## SET PROBLEM
Rescale the entries below, starting with the line containing "Could you tag the dense" and going on through the line containing "point(514, 406)". Reproduce only those lines, requests included, with each answer point's coordinates multiplied by 1.3 and rounded to whole numbers (halves round up), and leave the requests and their sample outputs unchanged.

## AVAILABLE RECORDS
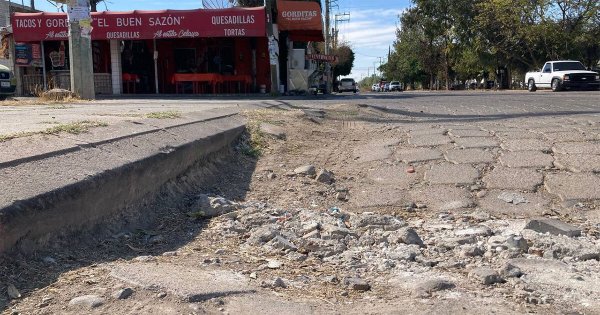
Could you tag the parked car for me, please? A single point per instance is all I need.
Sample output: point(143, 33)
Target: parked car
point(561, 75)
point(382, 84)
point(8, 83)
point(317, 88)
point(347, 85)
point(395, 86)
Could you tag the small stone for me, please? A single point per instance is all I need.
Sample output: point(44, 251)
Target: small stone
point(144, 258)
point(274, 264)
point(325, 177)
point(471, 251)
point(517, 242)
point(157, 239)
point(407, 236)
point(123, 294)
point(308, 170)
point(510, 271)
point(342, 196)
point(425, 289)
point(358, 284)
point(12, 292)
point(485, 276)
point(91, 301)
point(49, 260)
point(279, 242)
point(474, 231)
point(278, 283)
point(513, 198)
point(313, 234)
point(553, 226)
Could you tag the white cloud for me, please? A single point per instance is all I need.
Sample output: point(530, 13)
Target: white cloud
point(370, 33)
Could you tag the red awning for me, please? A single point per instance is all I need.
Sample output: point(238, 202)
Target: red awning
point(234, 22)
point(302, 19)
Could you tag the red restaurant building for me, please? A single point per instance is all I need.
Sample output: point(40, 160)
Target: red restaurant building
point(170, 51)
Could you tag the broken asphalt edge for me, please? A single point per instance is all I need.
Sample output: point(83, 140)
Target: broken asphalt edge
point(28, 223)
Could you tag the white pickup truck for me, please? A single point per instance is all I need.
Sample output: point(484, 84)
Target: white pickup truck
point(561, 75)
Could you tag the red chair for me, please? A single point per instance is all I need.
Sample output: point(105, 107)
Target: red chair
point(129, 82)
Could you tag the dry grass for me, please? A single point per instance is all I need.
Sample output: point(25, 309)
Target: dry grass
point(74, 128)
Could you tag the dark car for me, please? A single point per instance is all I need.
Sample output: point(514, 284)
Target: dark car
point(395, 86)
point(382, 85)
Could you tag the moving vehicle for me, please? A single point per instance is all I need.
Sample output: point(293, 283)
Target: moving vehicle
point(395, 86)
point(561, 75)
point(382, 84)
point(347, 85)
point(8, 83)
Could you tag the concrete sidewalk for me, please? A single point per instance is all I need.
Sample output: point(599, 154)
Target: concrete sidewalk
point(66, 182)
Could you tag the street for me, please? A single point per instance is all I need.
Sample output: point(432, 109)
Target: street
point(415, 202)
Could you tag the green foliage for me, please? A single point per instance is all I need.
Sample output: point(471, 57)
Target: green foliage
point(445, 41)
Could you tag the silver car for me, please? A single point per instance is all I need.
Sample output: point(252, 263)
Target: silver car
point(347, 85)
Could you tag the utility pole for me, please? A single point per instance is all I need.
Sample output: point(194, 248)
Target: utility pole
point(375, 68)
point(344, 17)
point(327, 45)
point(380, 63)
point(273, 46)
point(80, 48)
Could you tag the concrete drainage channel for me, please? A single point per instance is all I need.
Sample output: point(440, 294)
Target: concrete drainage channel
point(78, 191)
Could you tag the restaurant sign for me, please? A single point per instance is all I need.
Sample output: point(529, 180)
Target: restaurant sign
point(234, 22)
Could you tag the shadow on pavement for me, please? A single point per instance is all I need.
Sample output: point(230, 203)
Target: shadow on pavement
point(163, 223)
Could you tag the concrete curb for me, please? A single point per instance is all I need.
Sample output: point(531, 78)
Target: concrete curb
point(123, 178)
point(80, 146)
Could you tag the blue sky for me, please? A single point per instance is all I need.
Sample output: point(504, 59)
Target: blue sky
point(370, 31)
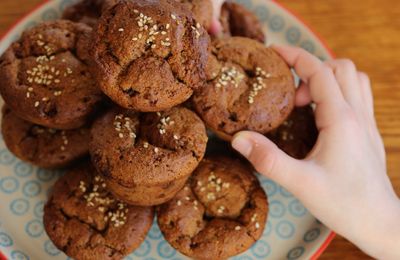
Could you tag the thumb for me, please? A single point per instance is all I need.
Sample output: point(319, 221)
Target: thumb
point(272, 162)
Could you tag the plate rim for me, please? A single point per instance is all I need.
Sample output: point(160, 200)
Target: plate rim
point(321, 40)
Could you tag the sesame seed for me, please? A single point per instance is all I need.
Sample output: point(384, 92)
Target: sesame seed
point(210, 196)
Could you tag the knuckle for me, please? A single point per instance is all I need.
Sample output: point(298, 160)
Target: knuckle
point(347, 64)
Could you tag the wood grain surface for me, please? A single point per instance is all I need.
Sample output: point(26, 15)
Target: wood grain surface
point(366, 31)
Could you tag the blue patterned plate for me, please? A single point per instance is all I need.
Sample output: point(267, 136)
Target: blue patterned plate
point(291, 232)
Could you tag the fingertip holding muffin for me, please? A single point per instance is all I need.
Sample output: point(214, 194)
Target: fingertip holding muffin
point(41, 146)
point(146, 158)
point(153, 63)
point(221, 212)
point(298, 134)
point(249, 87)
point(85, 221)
...
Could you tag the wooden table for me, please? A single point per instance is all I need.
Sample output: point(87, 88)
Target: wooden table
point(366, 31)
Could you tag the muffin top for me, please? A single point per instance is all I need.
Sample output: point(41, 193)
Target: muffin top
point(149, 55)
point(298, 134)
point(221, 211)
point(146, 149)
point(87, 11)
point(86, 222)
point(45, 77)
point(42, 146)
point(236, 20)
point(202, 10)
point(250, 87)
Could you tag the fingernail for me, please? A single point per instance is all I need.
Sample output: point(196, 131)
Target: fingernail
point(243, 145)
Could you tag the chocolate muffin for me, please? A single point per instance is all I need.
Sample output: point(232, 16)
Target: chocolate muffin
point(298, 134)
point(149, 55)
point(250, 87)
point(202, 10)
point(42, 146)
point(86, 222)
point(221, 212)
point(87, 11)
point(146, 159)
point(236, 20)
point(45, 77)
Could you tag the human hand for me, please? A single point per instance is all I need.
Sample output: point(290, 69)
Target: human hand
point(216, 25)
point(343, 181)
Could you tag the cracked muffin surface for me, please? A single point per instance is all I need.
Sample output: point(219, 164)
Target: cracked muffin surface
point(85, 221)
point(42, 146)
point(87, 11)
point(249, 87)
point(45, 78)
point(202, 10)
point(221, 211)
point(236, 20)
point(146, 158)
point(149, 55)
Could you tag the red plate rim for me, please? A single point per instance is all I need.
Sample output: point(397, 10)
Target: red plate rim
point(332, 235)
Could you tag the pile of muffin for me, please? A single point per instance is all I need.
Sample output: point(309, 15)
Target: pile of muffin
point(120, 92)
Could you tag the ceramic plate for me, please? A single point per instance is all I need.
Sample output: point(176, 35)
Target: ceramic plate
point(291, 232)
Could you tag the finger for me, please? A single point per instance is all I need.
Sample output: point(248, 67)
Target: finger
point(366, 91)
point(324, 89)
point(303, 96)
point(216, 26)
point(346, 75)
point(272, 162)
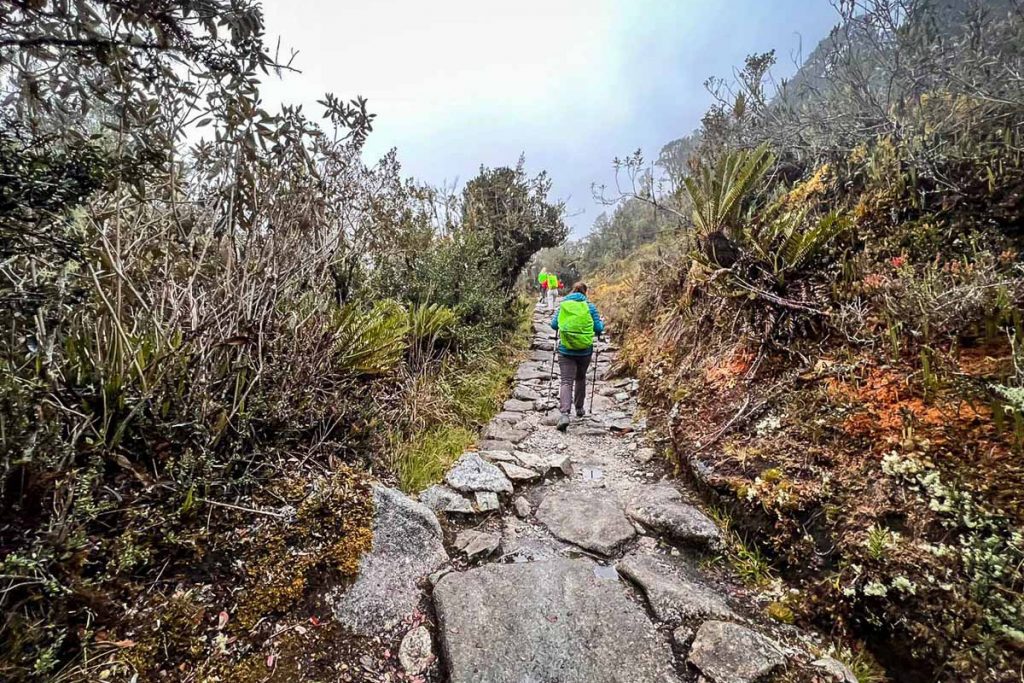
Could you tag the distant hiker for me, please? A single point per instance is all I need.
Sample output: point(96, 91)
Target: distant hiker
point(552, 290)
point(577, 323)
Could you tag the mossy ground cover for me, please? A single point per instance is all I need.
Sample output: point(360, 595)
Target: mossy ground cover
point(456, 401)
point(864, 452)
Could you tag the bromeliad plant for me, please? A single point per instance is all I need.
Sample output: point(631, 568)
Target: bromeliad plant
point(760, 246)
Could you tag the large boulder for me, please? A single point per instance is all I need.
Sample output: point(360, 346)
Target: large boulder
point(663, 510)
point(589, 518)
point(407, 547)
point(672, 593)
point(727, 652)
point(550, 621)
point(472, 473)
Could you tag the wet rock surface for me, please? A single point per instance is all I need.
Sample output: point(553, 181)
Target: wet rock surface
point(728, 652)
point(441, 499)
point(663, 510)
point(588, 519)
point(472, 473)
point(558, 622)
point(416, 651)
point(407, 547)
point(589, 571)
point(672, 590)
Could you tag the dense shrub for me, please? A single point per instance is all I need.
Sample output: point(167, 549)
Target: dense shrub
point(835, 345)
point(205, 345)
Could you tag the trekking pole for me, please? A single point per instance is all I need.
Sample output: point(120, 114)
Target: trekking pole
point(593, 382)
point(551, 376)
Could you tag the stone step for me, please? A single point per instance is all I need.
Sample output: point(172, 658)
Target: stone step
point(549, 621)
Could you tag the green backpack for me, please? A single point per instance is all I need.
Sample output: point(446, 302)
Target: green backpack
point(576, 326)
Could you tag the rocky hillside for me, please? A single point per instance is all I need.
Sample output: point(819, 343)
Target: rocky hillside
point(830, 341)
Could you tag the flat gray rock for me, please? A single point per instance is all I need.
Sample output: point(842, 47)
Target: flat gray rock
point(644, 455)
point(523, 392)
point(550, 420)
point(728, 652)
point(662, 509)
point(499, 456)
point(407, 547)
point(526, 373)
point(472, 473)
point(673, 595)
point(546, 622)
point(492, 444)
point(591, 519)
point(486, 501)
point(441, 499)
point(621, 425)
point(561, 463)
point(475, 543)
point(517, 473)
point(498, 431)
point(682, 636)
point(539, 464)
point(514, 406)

## RESULT
Could you tag the dense shrub for me, please? A single point per instance is all I need.
Sample output: point(167, 549)
Target: dense shrub
point(1086, 449)
point(267, 449)
Could you tag the trekking pole for me, please? A single point per instance is all I need.
Sample output: point(120, 114)
Target: trekking pole
point(771, 497)
point(716, 489)
Could you tag the stone step for me, please? A single point per instance is all I need.
Sample output: point(172, 658)
Target: stone step
point(714, 807)
Could you tag the green backpack for me, please? A single point per instance is all I need.
Sample output: point(446, 302)
Target: green backpack
point(749, 424)
Could you tag the rocky hillside for me, please? A single point per instance is all I need.
Sample output: point(819, 343)
Target: rocky hillside
point(1079, 443)
Could you tag the flat gray rock for me, please? A single point per instance is all I need.
Sample output: point(842, 47)
Target: flat gray rock
point(837, 592)
point(680, 510)
point(715, 546)
point(946, 848)
point(861, 662)
point(649, 593)
point(529, 711)
point(684, 485)
point(614, 615)
point(875, 774)
point(710, 809)
point(640, 577)
point(768, 675)
point(632, 651)
point(573, 649)
point(807, 553)
point(729, 602)
point(618, 706)
point(672, 615)
point(647, 560)
point(887, 827)
point(701, 603)
point(668, 528)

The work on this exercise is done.